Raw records
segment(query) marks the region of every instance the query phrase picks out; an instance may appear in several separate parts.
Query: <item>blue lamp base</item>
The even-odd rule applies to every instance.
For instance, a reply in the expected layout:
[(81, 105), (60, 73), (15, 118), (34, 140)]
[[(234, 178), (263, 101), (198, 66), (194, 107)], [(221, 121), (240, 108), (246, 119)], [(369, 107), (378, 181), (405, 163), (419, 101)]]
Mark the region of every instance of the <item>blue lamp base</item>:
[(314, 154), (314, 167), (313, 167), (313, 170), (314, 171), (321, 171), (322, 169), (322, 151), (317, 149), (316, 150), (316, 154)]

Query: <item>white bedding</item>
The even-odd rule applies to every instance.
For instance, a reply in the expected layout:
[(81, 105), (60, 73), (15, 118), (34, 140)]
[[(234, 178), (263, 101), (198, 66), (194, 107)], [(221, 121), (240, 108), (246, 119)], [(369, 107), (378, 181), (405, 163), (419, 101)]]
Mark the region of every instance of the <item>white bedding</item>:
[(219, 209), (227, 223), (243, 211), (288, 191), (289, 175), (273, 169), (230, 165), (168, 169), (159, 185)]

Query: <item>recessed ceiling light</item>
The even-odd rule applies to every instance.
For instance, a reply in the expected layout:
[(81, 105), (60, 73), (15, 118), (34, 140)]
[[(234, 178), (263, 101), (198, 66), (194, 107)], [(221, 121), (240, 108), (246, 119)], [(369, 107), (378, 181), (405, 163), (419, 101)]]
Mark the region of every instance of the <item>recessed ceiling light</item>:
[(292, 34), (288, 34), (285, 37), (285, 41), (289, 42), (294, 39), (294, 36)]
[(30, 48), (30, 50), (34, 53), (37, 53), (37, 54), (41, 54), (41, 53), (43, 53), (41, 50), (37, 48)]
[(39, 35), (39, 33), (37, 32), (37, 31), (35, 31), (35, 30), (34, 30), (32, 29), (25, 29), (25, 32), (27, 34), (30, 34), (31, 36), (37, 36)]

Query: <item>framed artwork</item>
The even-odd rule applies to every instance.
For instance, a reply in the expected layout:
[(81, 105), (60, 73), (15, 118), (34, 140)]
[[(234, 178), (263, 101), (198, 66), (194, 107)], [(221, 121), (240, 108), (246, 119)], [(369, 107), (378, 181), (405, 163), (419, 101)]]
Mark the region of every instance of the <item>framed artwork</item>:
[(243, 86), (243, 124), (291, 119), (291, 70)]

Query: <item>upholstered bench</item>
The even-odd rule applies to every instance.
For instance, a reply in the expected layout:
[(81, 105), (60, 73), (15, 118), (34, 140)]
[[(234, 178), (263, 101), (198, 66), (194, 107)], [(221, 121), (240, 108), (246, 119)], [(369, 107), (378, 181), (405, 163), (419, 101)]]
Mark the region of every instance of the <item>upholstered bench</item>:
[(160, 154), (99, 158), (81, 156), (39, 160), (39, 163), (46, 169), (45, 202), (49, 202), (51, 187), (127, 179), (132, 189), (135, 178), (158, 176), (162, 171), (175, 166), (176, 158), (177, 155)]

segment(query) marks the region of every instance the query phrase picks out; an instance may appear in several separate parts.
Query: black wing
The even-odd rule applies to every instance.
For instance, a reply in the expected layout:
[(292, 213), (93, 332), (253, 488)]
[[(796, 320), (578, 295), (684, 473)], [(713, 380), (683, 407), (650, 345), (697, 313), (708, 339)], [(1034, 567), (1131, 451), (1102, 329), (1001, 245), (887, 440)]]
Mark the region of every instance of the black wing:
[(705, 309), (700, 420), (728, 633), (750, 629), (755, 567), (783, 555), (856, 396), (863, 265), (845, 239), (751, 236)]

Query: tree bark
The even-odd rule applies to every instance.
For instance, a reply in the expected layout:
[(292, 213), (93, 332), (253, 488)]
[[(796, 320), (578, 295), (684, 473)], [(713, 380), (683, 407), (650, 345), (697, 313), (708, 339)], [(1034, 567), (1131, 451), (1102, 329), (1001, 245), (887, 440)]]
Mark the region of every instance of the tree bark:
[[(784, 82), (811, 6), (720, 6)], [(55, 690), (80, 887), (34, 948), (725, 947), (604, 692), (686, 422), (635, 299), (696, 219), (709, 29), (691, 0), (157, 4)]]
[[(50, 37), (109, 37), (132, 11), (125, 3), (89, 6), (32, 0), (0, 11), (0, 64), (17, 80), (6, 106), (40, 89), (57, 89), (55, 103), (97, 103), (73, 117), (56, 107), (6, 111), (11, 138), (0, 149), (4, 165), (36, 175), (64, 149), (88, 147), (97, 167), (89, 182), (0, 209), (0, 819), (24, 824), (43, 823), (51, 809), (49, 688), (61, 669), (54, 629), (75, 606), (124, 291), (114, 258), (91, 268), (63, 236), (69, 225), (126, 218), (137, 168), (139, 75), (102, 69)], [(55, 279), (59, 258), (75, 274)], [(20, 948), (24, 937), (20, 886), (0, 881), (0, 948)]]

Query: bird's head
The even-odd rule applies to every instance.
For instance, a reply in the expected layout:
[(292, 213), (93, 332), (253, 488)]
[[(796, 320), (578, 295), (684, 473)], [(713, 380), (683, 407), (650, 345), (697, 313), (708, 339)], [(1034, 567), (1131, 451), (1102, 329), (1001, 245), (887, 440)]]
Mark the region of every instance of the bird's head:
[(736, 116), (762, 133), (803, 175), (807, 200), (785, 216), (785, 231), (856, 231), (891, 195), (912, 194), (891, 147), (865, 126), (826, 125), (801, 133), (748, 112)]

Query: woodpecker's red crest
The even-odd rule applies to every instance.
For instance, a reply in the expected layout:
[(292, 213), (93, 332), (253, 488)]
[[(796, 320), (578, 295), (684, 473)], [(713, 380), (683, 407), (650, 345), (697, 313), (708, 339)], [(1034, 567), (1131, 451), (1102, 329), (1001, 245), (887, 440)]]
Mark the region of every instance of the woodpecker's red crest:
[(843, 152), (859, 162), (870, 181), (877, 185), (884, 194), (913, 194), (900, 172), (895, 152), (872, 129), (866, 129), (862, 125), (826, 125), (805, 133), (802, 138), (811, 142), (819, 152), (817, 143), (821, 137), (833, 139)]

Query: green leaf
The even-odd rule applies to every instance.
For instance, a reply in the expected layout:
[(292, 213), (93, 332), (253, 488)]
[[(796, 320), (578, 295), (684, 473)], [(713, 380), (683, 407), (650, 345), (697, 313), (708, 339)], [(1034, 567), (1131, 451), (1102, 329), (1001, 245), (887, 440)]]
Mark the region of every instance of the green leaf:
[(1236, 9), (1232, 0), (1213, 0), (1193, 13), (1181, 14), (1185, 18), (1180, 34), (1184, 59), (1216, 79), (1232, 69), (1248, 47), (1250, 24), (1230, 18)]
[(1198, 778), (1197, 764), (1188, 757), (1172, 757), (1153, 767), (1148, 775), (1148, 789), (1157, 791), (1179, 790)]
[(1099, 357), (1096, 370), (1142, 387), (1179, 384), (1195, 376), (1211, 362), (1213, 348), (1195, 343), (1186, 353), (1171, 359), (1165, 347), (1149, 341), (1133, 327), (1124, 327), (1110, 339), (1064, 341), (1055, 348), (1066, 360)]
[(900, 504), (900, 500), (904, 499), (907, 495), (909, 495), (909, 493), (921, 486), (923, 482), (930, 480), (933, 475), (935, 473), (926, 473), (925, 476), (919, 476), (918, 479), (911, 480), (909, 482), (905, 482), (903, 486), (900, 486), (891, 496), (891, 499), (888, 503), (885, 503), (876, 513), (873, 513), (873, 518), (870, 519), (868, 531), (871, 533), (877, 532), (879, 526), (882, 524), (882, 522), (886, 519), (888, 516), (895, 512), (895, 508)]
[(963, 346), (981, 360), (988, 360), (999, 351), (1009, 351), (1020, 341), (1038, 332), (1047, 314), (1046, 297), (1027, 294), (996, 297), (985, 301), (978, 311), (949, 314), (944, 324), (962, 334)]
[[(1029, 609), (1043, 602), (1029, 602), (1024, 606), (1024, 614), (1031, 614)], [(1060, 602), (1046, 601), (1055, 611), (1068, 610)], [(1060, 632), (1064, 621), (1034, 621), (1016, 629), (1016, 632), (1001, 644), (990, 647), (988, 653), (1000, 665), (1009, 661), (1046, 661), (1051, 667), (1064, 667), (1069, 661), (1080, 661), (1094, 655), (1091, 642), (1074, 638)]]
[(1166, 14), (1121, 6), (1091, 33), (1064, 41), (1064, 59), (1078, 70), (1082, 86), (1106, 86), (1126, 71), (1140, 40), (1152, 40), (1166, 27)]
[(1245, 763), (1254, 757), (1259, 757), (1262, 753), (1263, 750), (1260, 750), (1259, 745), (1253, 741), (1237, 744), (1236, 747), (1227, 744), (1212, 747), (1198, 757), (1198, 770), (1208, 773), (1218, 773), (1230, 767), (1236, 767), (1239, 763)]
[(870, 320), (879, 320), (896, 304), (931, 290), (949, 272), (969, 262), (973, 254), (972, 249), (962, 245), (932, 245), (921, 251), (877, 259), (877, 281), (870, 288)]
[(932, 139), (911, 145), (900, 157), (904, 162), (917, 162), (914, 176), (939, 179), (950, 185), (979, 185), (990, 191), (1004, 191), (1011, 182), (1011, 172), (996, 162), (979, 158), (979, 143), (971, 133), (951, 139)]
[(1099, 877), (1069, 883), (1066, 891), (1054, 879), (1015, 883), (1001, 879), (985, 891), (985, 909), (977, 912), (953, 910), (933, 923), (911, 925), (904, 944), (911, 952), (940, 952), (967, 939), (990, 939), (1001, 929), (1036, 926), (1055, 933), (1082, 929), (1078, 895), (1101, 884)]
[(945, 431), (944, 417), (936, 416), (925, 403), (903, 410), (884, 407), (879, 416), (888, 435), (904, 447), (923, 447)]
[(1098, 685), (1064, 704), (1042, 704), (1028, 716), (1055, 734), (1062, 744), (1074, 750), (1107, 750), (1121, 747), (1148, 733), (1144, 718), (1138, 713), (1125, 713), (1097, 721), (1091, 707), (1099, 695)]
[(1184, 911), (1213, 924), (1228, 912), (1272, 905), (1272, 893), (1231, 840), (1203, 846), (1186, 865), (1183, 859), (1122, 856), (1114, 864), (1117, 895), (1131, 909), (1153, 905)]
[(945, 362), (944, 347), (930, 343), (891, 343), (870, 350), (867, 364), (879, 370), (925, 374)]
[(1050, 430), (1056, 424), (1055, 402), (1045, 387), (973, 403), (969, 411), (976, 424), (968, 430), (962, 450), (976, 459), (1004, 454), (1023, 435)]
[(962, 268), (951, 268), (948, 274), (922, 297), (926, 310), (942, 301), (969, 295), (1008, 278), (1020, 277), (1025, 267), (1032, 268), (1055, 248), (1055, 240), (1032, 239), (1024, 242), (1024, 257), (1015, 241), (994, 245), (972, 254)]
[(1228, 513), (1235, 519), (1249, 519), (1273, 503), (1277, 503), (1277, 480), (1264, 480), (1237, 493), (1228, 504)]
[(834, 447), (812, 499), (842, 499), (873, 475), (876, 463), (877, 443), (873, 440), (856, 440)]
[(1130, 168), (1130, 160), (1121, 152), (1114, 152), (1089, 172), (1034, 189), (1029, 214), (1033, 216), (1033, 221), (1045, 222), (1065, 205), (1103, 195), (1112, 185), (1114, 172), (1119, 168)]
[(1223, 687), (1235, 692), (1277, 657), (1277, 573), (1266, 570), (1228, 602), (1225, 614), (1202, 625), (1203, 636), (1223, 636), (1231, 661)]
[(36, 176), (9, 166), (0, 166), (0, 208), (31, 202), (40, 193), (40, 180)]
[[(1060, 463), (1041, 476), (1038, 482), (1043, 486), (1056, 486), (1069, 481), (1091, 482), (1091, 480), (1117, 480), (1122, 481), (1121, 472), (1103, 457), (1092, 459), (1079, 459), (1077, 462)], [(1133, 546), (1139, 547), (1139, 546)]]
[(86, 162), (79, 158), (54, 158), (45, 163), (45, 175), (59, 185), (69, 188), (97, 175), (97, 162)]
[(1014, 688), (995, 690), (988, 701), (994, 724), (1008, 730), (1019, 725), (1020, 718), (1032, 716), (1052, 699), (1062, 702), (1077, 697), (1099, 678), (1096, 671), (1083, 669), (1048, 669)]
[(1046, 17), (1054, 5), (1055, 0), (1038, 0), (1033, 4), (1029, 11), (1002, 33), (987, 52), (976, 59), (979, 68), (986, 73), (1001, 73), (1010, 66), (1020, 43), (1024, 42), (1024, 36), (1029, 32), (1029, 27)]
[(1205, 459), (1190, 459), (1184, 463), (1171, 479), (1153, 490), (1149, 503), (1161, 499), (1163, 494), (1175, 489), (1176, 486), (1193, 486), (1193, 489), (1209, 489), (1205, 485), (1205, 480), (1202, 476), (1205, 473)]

• PROBLEM STATEMENT
Put the lines of the items above into a numbered list, starting with the line that contains "Query: <item>recessed ceiling light</item>" and continuing through the line that contains "Mark the region of every instance of the <item>recessed", both included. Leave out any blank lines.

• RESULT FOR THIS TASK
1. Query: <item>recessed ceiling light</item>
2. The even-odd rule applies to every instance.
3. For instance, a reply in the expected layout:
4. [(81, 105), (60, 73), (15, 118), (34, 140)]
5. [[(234, 178), (263, 101), (198, 66), (194, 107)], [(221, 121), (240, 108), (246, 119)], [(369, 107), (378, 181), (405, 163), (419, 101)]]
6. Mark the region of every instance of the <item>recessed ceiling light</item>:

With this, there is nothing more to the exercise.